═══ The records

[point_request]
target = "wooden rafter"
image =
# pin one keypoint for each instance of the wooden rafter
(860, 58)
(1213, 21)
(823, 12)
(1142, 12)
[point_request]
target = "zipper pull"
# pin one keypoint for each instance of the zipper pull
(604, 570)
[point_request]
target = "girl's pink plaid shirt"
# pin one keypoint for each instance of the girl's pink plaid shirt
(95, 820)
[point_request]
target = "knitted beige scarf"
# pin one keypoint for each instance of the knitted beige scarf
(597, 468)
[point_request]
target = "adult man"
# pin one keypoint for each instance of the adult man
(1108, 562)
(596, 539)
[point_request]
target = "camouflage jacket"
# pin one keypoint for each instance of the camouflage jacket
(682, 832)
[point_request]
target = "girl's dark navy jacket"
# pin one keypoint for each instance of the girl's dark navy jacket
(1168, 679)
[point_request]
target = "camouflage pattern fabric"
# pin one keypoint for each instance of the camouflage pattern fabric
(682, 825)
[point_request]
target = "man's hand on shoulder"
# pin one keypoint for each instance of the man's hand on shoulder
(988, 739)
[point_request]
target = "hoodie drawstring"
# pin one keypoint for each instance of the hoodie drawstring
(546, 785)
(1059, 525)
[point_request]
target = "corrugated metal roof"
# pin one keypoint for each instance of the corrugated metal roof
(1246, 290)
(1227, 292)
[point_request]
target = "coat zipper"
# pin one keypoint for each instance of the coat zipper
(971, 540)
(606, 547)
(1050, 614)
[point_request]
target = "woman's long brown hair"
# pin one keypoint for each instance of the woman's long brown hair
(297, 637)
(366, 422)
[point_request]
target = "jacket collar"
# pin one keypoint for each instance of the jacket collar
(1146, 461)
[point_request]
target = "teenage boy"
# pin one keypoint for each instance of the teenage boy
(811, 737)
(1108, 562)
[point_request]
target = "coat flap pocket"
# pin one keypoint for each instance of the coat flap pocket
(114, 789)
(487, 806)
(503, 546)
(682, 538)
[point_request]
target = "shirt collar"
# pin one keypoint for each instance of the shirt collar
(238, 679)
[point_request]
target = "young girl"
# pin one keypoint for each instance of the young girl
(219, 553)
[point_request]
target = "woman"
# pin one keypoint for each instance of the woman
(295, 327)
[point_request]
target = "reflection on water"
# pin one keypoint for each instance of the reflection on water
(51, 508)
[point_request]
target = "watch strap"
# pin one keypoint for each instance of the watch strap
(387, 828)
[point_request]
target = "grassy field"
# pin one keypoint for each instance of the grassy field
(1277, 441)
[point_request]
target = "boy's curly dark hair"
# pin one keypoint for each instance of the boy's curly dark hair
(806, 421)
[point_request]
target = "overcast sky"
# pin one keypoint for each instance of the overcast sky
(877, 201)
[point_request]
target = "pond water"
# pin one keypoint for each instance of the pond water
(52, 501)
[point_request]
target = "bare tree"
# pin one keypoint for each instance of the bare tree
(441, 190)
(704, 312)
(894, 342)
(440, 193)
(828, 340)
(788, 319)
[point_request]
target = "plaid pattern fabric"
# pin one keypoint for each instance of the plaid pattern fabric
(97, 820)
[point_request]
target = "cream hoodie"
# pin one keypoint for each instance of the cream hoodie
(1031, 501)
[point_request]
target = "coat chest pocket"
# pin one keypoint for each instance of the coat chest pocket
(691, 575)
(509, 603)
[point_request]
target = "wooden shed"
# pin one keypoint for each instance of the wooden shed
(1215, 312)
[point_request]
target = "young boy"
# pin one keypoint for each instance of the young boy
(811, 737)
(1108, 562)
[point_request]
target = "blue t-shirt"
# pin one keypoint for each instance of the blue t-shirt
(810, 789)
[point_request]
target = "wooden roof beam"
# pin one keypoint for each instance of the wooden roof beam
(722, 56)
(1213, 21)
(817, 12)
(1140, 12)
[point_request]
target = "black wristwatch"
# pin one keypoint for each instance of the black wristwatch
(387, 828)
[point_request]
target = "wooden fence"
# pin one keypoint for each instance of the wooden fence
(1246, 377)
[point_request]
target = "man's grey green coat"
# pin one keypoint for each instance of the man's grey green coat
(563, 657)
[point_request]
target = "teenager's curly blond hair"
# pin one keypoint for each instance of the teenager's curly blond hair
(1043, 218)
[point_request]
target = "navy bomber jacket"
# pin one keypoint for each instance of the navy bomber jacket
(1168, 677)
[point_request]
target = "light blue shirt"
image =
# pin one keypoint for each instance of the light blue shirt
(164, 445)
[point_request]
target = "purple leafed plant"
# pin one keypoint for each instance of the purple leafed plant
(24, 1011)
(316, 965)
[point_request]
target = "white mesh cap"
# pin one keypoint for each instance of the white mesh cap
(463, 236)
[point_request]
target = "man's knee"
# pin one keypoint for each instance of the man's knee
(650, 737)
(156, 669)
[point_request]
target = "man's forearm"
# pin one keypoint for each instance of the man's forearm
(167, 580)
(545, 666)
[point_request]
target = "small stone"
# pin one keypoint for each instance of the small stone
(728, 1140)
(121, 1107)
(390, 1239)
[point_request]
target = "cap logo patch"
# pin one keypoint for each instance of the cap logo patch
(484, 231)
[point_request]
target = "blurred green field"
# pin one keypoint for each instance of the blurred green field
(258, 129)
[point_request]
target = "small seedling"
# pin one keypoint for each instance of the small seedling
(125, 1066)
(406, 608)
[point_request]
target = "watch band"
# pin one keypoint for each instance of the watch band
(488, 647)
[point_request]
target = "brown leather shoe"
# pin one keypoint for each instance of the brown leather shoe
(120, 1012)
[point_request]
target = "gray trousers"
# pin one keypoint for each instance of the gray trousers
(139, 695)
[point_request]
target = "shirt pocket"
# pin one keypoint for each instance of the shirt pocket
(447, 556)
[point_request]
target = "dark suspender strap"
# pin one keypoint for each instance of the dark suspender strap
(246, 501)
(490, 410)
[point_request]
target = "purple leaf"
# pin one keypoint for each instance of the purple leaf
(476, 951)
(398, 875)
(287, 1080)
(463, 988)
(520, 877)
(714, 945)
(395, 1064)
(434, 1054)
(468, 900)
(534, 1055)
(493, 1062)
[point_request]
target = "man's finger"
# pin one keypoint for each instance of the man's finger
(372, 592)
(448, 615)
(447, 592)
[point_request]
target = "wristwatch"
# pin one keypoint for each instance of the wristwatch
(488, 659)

══════

• Task requirements:
Faithfully reproduce all of the material.

• Written answer:
[point_request]
target = "wooden rafter"
image =
# pin one keypoint for each instance of the wooden rafter
(860, 58)
(1213, 21)
(823, 12)
(1142, 12)
[point_request]
target = "zipper pull"
# pin one keypoint for each instance of the zipper pull
(604, 570)
[point_request]
target = "girl's pink plaid shirt"
# pin one keypoint for each instance of the girl's pink plaid shirt
(95, 820)
[point_request]
target = "knitted beige scarf"
# pin one keypoint for each instance of the knitted beige scarf
(597, 468)
[point_request]
target = "adult man"
# pin one keypoint for each instance of the adult man
(1108, 562)
(596, 539)
[point_request]
target = "camouflage jacket"
# pin one keypoint for each instance of the camouflage jacket
(682, 832)
[point_request]
target = "girl's dark navy jacket"
# pin one keypoint for each instance of the girl's dark navy jacket
(1168, 679)
[point_request]
target = "camouflage pattern fabric"
# pin one keypoint for each instance of the camouflage pattern fabric
(682, 825)
[point_request]
target = "man's hand on shoulder"
# pin one keypoint for each instance of the man's hand on shoulder
(988, 739)
[point_request]
target = "hoodie drawstring"
# pin one keypoint for each instance of the hoodie drawstring
(546, 785)
(1059, 525)
[point_request]
target = "corrugated metal roof"
# pin one keypoint for each instance of the corrugated metal roof
(1246, 290)
(1227, 292)
[point_request]
target = "coat zipper"
# pin one keypoint for each instance of the coat zipper
(971, 540)
(606, 547)
(1050, 614)
[point_request]
target = "woman's long brown hair"
# pin one keypoint for each instance of the woman's long brown hair
(297, 637)
(366, 422)
[point_request]
target = "jacket collar"
# pin one keypoint for each instance of the jacket collar
(1146, 461)
[point_request]
target = "teenage boy"
# pin one keypoint for each instance of the teenage boy
(811, 737)
(1108, 562)
[point_request]
target = "coat flap pocket"
# pin one keypoint for each instance of the coat flap pocket
(114, 789)
(487, 806)
(503, 546)
(682, 538)
[point_request]
target = "shirt collar"
# pin one keypoint for each instance of the shirt collar
(238, 679)
[point_request]
target = "young girl"
# pin one keypoint for each instance of the young girl
(219, 553)
[point_request]
target = "woman"
# pin one keypoint for each instance of the woman
(295, 327)
[point_request]
target = "reflection on water"
# pin one keypoint for each instance of the reflection on water
(51, 508)
[point_request]
target = "watch strap"
# pin one keypoint for each instance of the watch strap
(387, 828)
[point_request]
target = "grassy field"
# pin one keypoint for each instance of the grassy field
(1277, 441)
[point_request]
target = "boy's curly dark hair"
# pin one keypoint for each instance of the boy's curly dark hair
(806, 421)
[point_request]
target = "overcast sky"
# pin one keypoint for each instance of the overcast sky
(877, 201)
[point_request]
target = "pond water"
# pin one keypoint for each instance of the pond water
(52, 501)
[point_request]
target = "bare tree"
# pin one keypoint for each instance of the bare tree
(441, 190)
(704, 312)
(894, 342)
(440, 193)
(828, 340)
(788, 319)
[point_request]
target = "plaid pattern fabric"
# pin one keypoint for each instance of the plaid pattern fabric
(97, 820)
[point_request]
target = "cream hoodie"
# pin one keypoint for each instance of the cream hoodie
(1031, 501)
[point_request]
target = "coat chest pocket"
# pin one keypoint for each instance of the coat chest pocket
(691, 575)
(509, 603)
[point_request]
target = "wooden shed"
# pin one keypoint for each instance of the wooden shed
(1215, 312)
[point_request]
target = "young boy"
# pin one keypoint for each instance of the young boy
(811, 737)
(1108, 562)
[point_request]
target = "blue t-shirt"
# pin one keypoint for each instance of the blue t-shirt
(810, 789)
[point_request]
target = "wooden roof beam"
# pin one keypoint for each instance of the wooden roof beam
(722, 56)
(1213, 21)
(817, 12)
(1140, 12)
[point_request]
target = "black wristwatch"
# pin one keypoint for each instance of the black wristwatch
(387, 828)
[point_request]
target = "wooden fence"
# pin one keypoint for each instance of the wooden fence
(1246, 377)
[point_request]
target = "man's grey green coat"
# pin one keypoint for each instance of the man's grey green coat
(563, 657)
[point_request]
target = "teenager's curly blond hair"
# pin one keypoint for each instance of the teenager's curly blond hair
(1043, 218)
[point_request]
target = "navy bomber jacket"
# pin one keypoint for each instance of the navy bomber jacket
(1168, 677)
[point_request]
target = "light blue shirt"
image =
# pin one keypoint for each instance of the light blue shirt
(164, 445)
[point_request]
target = "purple leafed plant"
# pin one keypoint for each instance of the purple leafed plant
(24, 1011)
(316, 965)
[point_request]
target = "white mesh cap"
# pin one keypoint for each instance of the white mesh cap
(463, 236)
[point_request]
target = "man's knee"
# pin one keypoint for each instance of the man's knee
(650, 737)
(156, 669)
[point_request]
target = "man's forearm"
# pin one keypoint for each instance of the man's forearm
(167, 580)
(545, 666)
[point_request]
target = "small stone"
# pin one keypoint for each instance of the small stone
(728, 1140)
(121, 1107)
(390, 1239)
[point_request]
target = "cap logo patch"
# pin one keypoint for each instance of the cap logo patch
(484, 231)
[point_request]
target = "blurred green field"
# pin one keypoint for each instance of the blurred green field
(258, 129)
[point_request]
target = "small seedling"
# pin one keypoint for each instance of the small seedling
(125, 1066)
(406, 608)
[point_request]
target = "watch band"
# pin one keypoint for each instance of the watch band
(488, 647)
[point_request]
target = "brown leather shoe"
# pin one keypoint for each instance of the brown leather shoe
(120, 1012)
[point_request]
target = "gray trousers"
# pin one keypoint for each instance of the gray trousers
(139, 695)
[point_request]
target = "shirt pocket"
# pin one keypoint for each instance of the shirt pocket
(447, 556)
[point_request]
target = "dark suspender strap"
# pin one keypoint for each instance of the dark suspender strap
(246, 501)
(490, 410)
[point_request]
target = "purple leaf"
# pin one keypoint for each instance of the purple leaf
(476, 951)
(398, 875)
(287, 1080)
(463, 988)
(520, 877)
(714, 945)
(395, 1064)
(434, 1054)
(468, 900)
(534, 1055)
(493, 1062)
[point_request]
target = "man's finger"
# pin one keypoint for each instance of the man's finger
(372, 592)
(448, 615)
(447, 592)
[point_request]
target = "wristwatch"
# pin one keypoint for each instance of the wristwatch
(488, 659)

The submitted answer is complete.